* _STATED TASK_: Reproduce, word for word, every line starting at the line that contains "leather sofa armrest" and ending with the final line of the entries.

═════ DATA FOR THIS TASK

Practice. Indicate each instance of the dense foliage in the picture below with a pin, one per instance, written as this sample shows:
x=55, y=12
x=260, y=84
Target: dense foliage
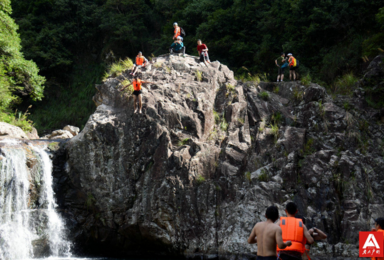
x=330, y=38
x=17, y=75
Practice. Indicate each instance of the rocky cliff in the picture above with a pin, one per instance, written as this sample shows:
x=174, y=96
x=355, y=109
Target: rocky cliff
x=193, y=173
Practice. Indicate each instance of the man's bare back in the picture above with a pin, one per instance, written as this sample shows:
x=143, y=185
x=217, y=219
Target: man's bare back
x=267, y=235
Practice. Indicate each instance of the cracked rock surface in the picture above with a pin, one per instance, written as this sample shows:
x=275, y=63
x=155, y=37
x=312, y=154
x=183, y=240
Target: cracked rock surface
x=194, y=173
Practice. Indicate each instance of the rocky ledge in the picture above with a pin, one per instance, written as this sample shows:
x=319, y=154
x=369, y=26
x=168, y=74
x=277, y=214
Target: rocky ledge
x=193, y=173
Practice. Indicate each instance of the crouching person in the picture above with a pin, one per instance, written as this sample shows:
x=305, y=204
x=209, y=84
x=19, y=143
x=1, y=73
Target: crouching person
x=140, y=62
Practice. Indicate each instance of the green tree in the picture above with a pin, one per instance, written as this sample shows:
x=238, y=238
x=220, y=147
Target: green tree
x=17, y=75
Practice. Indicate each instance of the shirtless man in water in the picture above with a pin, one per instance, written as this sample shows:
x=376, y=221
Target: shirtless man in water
x=267, y=235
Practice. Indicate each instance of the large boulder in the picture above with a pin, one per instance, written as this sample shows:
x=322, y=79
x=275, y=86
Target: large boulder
x=11, y=131
x=195, y=171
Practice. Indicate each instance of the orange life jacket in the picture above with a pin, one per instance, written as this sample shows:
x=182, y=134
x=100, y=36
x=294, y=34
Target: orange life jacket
x=293, y=230
x=177, y=31
x=136, y=85
x=378, y=258
x=139, y=60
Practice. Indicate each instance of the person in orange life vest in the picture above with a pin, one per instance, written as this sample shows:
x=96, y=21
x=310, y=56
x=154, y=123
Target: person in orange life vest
x=177, y=31
x=267, y=235
x=294, y=230
x=137, y=82
x=202, y=49
x=316, y=233
x=379, y=227
x=140, y=62
x=292, y=66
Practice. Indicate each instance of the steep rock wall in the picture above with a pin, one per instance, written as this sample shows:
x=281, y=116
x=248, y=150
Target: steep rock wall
x=195, y=172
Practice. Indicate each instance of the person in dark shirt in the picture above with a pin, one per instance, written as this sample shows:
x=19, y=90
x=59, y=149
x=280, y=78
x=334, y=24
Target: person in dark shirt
x=203, y=52
x=280, y=63
x=177, y=47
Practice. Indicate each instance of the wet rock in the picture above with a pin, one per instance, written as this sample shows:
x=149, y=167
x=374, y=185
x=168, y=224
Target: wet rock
x=195, y=171
x=72, y=129
x=11, y=131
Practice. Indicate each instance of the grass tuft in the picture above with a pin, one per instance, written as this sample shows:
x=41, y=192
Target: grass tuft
x=306, y=80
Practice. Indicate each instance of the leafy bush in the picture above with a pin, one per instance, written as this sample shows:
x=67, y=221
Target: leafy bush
x=276, y=90
x=306, y=80
x=224, y=125
x=129, y=90
x=248, y=176
x=117, y=68
x=298, y=95
x=17, y=75
x=264, y=95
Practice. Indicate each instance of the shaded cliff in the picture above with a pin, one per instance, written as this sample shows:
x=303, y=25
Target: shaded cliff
x=193, y=173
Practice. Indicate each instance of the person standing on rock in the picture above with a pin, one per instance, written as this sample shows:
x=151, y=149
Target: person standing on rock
x=379, y=227
x=281, y=64
x=202, y=49
x=177, y=31
x=294, y=230
x=177, y=47
x=268, y=235
x=316, y=233
x=140, y=62
x=292, y=67
x=137, y=82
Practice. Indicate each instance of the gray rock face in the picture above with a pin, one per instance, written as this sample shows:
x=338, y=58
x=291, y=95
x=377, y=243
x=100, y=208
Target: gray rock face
x=72, y=129
x=193, y=173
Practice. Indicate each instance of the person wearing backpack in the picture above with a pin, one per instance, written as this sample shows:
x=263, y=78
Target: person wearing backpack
x=281, y=63
x=202, y=49
x=177, y=47
x=178, y=32
x=292, y=63
x=140, y=62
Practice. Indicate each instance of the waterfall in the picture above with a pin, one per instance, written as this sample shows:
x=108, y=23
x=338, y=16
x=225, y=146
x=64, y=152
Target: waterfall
x=28, y=220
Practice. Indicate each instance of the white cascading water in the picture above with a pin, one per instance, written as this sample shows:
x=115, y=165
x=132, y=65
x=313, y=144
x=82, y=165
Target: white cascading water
x=20, y=226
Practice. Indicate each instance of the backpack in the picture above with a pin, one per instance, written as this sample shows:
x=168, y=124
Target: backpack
x=182, y=32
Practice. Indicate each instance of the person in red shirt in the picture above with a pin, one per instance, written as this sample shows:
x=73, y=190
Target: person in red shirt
x=203, y=52
x=137, y=82
x=379, y=227
x=140, y=62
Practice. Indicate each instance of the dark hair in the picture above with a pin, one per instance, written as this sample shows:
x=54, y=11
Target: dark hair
x=380, y=222
x=272, y=213
x=291, y=208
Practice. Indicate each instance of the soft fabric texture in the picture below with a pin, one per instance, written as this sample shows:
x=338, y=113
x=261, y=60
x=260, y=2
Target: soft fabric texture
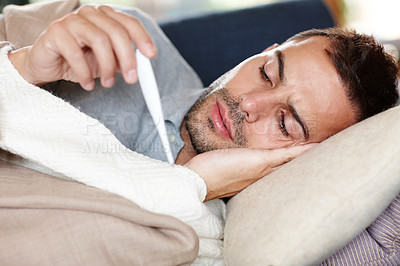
x=50, y=132
x=49, y=221
x=304, y=212
x=211, y=234
x=122, y=108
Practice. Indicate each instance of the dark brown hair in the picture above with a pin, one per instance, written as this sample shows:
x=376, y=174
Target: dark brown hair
x=365, y=69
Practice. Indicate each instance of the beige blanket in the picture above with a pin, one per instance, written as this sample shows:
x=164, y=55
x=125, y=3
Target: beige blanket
x=50, y=221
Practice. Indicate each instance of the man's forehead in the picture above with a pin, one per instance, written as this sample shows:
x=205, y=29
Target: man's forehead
x=308, y=42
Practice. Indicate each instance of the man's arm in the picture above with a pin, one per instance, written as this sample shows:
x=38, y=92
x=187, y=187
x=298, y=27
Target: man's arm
x=91, y=42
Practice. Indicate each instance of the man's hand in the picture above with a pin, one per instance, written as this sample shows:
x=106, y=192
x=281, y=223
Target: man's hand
x=227, y=172
x=91, y=42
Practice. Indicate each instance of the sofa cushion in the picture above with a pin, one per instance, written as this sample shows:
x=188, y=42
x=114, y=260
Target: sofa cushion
x=313, y=206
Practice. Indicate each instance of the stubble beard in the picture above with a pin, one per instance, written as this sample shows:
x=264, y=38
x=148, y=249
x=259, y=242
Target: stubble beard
x=198, y=121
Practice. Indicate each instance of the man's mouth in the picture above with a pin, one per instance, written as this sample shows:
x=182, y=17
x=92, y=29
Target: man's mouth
x=221, y=120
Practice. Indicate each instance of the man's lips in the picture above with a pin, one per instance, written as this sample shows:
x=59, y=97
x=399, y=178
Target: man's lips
x=221, y=120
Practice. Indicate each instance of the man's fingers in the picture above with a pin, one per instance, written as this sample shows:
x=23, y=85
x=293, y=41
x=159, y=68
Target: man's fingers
x=119, y=38
x=71, y=51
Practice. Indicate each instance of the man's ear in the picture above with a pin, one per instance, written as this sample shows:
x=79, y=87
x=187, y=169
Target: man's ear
x=271, y=47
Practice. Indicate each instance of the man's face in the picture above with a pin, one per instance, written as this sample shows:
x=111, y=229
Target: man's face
x=287, y=95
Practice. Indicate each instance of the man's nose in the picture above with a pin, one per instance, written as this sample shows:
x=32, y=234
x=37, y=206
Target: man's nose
x=257, y=104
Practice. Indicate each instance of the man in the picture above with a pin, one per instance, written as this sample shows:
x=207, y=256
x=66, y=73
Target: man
x=277, y=103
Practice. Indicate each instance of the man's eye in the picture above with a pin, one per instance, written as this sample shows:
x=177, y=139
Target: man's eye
x=264, y=75
x=282, y=125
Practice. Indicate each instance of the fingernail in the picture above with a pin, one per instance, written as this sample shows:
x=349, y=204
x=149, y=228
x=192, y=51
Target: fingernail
x=89, y=86
x=131, y=76
x=108, y=82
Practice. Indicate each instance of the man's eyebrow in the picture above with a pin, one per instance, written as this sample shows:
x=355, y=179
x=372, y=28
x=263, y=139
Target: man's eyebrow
x=281, y=64
x=300, y=121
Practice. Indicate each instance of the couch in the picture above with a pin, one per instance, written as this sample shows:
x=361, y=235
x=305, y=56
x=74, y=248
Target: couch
x=307, y=212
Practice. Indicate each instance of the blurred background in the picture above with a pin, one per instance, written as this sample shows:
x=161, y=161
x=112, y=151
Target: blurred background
x=368, y=16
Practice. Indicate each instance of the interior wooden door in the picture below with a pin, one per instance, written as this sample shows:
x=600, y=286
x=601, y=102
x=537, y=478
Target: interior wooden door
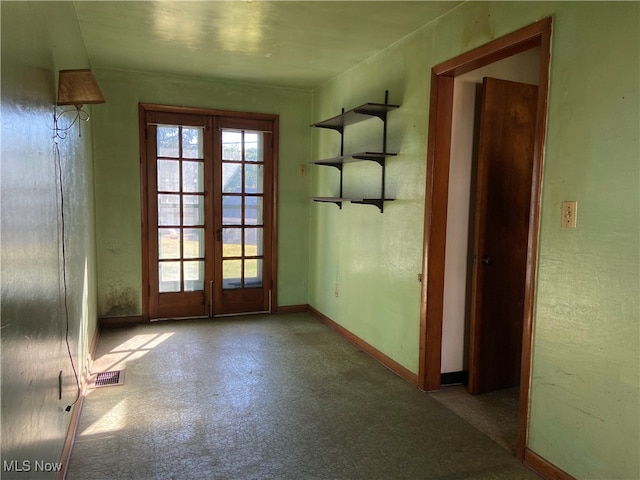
x=209, y=221
x=503, y=197
x=243, y=203
x=177, y=148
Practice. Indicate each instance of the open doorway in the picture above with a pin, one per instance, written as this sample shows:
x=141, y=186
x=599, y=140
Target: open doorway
x=445, y=336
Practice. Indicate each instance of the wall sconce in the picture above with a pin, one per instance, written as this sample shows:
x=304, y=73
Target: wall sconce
x=78, y=88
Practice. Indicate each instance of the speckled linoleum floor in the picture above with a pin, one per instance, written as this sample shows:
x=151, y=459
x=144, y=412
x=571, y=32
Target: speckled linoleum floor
x=267, y=397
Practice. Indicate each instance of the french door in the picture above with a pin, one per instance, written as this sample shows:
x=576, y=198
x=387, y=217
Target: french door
x=208, y=216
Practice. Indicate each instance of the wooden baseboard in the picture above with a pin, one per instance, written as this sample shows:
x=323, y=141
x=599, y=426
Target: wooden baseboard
x=292, y=308
x=77, y=409
x=388, y=362
x=543, y=467
x=108, y=322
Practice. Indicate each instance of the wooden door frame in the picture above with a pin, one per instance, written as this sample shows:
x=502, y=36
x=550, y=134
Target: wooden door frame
x=436, y=198
x=143, y=108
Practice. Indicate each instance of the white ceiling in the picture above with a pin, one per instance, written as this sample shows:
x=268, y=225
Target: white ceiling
x=288, y=43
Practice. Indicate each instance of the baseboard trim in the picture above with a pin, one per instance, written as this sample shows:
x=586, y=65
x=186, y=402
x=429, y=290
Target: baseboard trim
x=77, y=409
x=109, y=322
x=543, y=467
x=454, y=378
x=292, y=308
x=373, y=352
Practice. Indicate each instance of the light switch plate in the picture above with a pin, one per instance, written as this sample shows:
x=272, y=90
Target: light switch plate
x=569, y=214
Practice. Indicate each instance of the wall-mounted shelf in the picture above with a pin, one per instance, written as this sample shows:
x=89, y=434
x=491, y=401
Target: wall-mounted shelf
x=358, y=114
x=338, y=123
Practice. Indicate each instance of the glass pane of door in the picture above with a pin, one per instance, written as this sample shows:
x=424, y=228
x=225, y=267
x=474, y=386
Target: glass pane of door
x=243, y=200
x=180, y=200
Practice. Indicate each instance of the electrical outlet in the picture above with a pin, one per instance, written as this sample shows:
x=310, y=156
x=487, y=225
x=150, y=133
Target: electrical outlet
x=569, y=214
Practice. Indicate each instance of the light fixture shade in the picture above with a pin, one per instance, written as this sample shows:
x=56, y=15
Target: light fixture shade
x=78, y=87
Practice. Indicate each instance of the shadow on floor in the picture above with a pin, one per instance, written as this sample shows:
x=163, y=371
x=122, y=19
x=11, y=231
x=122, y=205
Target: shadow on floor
x=495, y=413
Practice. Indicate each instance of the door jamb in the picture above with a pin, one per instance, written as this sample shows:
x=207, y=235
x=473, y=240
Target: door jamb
x=436, y=196
x=143, y=108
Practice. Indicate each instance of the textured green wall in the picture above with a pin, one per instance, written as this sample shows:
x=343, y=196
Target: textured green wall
x=117, y=176
x=585, y=379
x=38, y=39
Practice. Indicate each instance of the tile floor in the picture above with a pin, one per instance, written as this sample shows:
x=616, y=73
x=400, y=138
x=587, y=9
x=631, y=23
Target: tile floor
x=267, y=397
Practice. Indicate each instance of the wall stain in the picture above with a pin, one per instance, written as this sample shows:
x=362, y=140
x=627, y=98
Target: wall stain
x=121, y=303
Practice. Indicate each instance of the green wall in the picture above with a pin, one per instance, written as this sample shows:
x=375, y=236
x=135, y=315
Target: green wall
x=585, y=380
x=117, y=185
x=38, y=39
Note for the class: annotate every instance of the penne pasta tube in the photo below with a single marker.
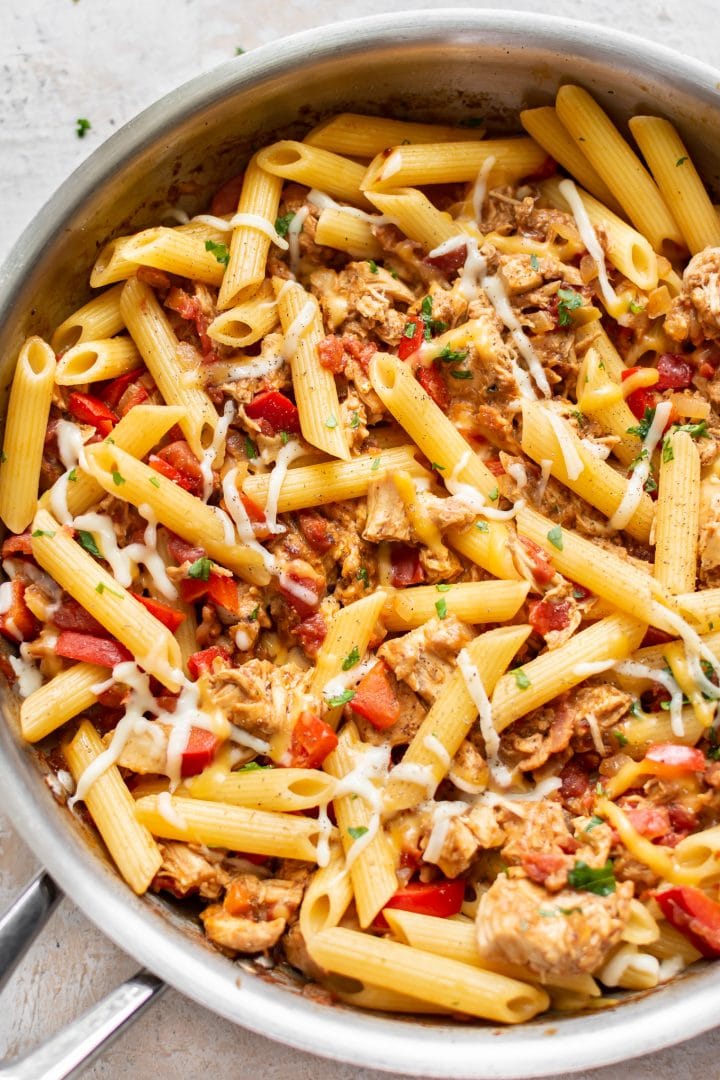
(678, 180)
(627, 250)
(617, 165)
(57, 701)
(99, 593)
(416, 216)
(315, 391)
(361, 136)
(443, 982)
(677, 516)
(450, 718)
(112, 809)
(549, 674)
(28, 408)
(98, 319)
(258, 204)
(443, 444)
(137, 432)
(401, 166)
(123, 476)
(159, 347)
(347, 232)
(218, 825)
(580, 470)
(474, 602)
(261, 788)
(333, 174)
(94, 361)
(333, 481)
(544, 125)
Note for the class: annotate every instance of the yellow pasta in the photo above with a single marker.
(678, 180)
(112, 809)
(28, 409)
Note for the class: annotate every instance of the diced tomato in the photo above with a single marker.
(694, 915)
(203, 661)
(199, 752)
(315, 529)
(548, 615)
(312, 741)
(72, 616)
(451, 260)
(438, 899)
(17, 622)
(112, 391)
(409, 345)
(376, 699)
(181, 551)
(180, 457)
(170, 617)
(675, 372)
(276, 409)
(543, 570)
(90, 409)
(406, 568)
(105, 651)
(670, 760)
(331, 353)
(21, 544)
(433, 383)
(226, 199)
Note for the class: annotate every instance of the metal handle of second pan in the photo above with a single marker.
(68, 1052)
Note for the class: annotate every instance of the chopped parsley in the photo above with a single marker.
(351, 659)
(219, 251)
(521, 679)
(569, 300)
(341, 699)
(283, 224)
(87, 541)
(600, 881)
(555, 537)
(201, 568)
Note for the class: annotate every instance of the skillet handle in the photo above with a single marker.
(66, 1054)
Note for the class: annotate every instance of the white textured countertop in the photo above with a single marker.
(106, 59)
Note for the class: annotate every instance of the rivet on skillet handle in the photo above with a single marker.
(72, 1049)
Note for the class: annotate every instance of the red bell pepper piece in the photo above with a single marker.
(433, 383)
(406, 568)
(277, 409)
(409, 345)
(203, 661)
(199, 752)
(105, 651)
(90, 409)
(675, 372)
(376, 699)
(669, 759)
(111, 392)
(694, 915)
(17, 622)
(312, 741)
(170, 617)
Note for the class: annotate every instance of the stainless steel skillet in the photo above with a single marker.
(444, 65)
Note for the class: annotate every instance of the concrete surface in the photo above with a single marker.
(105, 61)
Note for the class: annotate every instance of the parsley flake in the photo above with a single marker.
(352, 659)
(219, 251)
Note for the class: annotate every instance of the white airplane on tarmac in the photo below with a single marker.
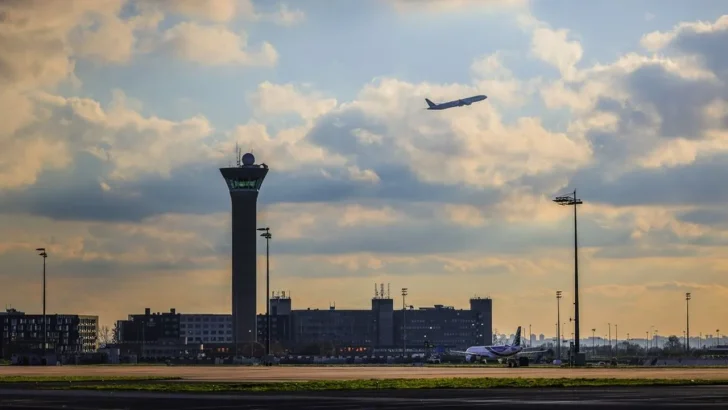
(507, 352)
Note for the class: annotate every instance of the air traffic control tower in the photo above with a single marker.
(244, 181)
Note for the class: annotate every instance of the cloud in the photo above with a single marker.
(441, 6)
(287, 98)
(214, 45)
(365, 185)
(219, 11)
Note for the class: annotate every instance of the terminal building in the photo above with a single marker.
(380, 329)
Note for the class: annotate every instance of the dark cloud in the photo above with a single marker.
(707, 217)
(702, 183)
(440, 236)
(678, 100)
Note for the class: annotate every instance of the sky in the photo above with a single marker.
(117, 115)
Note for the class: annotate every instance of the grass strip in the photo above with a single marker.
(81, 379)
(385, 384)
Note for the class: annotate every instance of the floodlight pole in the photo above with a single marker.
(688, 296)
(44, 254)
(404, 323)
(574, 201)
(558, 322)
(266, 234)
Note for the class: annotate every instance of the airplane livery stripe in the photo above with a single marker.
(495, 353)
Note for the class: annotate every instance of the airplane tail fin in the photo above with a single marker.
(517, 338)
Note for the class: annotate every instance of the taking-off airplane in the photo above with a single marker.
(457, 103)
(496, 352)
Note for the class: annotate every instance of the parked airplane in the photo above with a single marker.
(456, 103)
(495, 352)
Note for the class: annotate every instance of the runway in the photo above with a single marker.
(696, 397)
(290, 373)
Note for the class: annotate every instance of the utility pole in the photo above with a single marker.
(688, 296)
(530, 335)
(574, 201)
(44, 254)
(266, 234)
(404, 323)
(609, 333)
(558, 322)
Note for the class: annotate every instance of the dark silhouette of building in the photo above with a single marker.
(383, 320)
(244, 182)
(379, 329)
(67, 334)
(484, 308)
(149, 328)
(280, 322)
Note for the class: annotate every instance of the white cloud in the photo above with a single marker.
(272, 99)
(213, 10)
(444, 6)
(213, 45)
(658, 40)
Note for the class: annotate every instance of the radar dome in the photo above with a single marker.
(248, 159)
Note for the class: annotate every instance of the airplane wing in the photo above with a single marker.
(522, 352)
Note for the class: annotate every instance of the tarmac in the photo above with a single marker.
(302, 373)
(692, 397)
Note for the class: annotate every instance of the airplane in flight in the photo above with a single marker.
(456, 103)
(507, 352)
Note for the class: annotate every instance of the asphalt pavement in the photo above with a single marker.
(695, 397)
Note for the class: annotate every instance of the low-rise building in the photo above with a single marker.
(66, 334)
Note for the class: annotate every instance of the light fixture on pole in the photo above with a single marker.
(572, 200)
(266, 234)
(42, 252)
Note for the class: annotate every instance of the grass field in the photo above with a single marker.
(151, 385)
(80, 379)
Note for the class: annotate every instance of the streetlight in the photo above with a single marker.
(266, 234)
(404, 323)
(574, 201)
(688, 296)
(42, 252)
(558, 321)
(609, 333)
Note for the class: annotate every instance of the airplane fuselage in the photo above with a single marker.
(456, 103)
(492, 352)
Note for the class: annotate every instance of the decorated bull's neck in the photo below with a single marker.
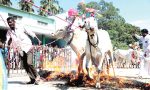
(96, 44)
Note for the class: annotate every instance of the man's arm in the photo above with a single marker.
(137, 36)
(32, 34)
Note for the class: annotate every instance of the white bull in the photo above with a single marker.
(98, 46)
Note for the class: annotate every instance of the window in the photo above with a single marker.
(42, 23)
(15, 16)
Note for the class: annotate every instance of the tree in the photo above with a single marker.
(120, 31)
(6, 2)
(51, 6)
(26, 5)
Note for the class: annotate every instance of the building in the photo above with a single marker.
(42, 26)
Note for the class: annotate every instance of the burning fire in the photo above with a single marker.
(110, 82)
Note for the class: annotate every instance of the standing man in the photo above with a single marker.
(18, 37)
(145, 63)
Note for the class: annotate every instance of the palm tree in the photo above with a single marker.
(6, 2)
(26, 5)
(51, 6)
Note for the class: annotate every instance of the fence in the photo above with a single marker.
(49, 58)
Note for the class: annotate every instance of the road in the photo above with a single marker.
(17, 82)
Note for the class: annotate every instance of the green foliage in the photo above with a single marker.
(6, 2)
(51, 6)
(26, 6)
(120, 32)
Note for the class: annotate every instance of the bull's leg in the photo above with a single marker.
(88, 59)
(110, 54)
(99, 69)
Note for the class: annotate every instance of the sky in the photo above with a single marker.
(135, 12)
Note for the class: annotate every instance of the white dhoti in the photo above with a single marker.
(145, 67)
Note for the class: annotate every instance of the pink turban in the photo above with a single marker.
(72, 12)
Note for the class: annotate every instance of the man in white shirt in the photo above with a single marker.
(17, 37)
(145, 63)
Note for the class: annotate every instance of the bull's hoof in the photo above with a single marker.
(98, 85)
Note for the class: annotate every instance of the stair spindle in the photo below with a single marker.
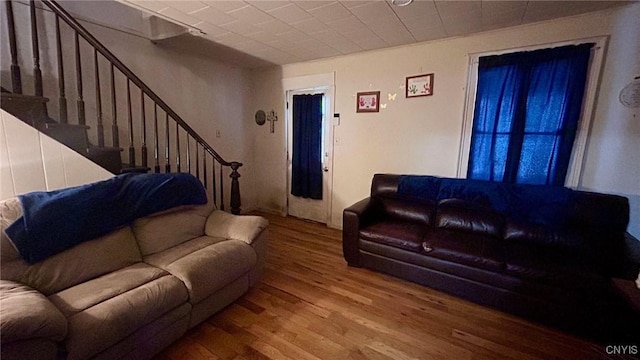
(132, 150)
(114, 112)
(156, 145)
(188, 154)
(16, 80)
(177, 147)
(167, 164)
(197, 160)
(80, 102)
(213, 180)
(221, 190)
(62, 100)
(100, 126)
(204, 167)
(234, 202)
(37, 73)
(144, 130)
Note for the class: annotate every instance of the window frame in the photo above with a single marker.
(574, 173)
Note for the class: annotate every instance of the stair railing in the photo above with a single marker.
(174, 126)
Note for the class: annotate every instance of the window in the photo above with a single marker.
(526, 113)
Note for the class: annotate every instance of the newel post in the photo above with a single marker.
(235, 188)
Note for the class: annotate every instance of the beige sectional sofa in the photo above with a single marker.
(128, 294)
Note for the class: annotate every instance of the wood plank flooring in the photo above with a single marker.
(310, 305)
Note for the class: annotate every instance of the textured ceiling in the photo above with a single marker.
(281, 32)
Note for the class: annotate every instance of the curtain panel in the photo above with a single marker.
(306, 172)
(527, 109)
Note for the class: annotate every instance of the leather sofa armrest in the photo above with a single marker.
(353, 219)
(237, 227)
(28, 314)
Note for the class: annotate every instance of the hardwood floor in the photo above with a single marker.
(310, 305)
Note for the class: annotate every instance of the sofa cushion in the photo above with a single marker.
(551, 266)
(245, 228)
(538, 234)
(456, 214)
(83, 262)
(400, 234)
(161, 231)
(465, 248)
(400, 209)
(206, 264)
(103, 311)
(26, 314)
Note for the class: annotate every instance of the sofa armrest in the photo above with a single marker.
(28, 314)
(238, 227)
(353, 218)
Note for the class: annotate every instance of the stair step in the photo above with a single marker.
(74, 136)
(28, 108)
(107, 157)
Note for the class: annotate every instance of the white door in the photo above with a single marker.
(298, 206)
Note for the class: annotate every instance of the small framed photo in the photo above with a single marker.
(419, 85)
(368, 101)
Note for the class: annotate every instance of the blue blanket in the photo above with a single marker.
(58, 220)
(542, 204)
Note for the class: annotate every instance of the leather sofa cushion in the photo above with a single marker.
(409, 210)
(538, 234)
(466, 248)
(103, 311)
(456, 214)
(193, 263)
(551, 266)
(399, 234)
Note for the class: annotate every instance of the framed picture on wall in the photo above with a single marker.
(419, 85)
(368, 101)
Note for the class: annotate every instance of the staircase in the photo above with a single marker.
(155, 137)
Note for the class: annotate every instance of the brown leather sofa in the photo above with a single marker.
(541, 252)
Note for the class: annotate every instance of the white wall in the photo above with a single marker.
(422, 135)
(209, 95)
(31, 161)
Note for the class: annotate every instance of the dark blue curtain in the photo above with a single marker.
(526, 115)
(306, 173)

══════════

* _ANSWER TO THE TASK_:
Note for the class: annotate every instance of the leather sofa armrest in the photo above with a single marker.
(353, 219)
(237, 227)
(28, 314)
Note for the class: annotate every instance of the hardwood floor in the photo above with a single marker.
(310, 305)
Note for the class: annotate every instance of the sofa cushion in the photo above with a single marker.
(551, 266)
(245, 228)
(538, 234)
(456, 214)
(83, 262)
(400, 234)
(161, 231)
(465, 248)
(400, 209)
(206, 264)
(103, 311)
(26, 314)
Note for the class: annotate every instance of the sofa armrest in the photo above with a single marker.
(28, 314)
(238, 227)
(353, 218)
Note for the class: annotate every instance of the stair step in the photo above with a single marker.
(74, 136)
(28, 108)
(107, 157)
Note for the class: annotate every instance of the white door in the photo above with a single marker.
(298, 206)
Note for the class: annotate every instance of the small framed photo in the photo above with a single marker.
(419, 85)
(368, 101)
Note for the class: annotate every instance of the blue blanket in the photo above with a single marker.
(58, 220)
(542, 204)
Note for the class: annotate every instance of the leather sofa cushion in the photo above with a single marker.
(409, 210)
(538, 234)
(466, 248)
(103, 311)
(456, 214)
(193, 263)
(551, 266)
(399, 234)
Note for the class: annotate every instance of the framed picture on wall in the photo above with a single marker.
(419, 85)
(368, 101)
Note for the class: annotate every instance of the staircase in the photo above with a single marker.
(155, 137)
Note for the class: annotate every instance of the brown leather sofa in the photo above with a single marker.
(541, 252)
Note for the class: annotate every instance of the white wall in the photo above with a single marker.
(422, 135)
(209, 95)
(31, 161)
Note for the class: annotate every instance of the dark blue curtain in the photo above with a single marker.
(526, 115)
(306, 173)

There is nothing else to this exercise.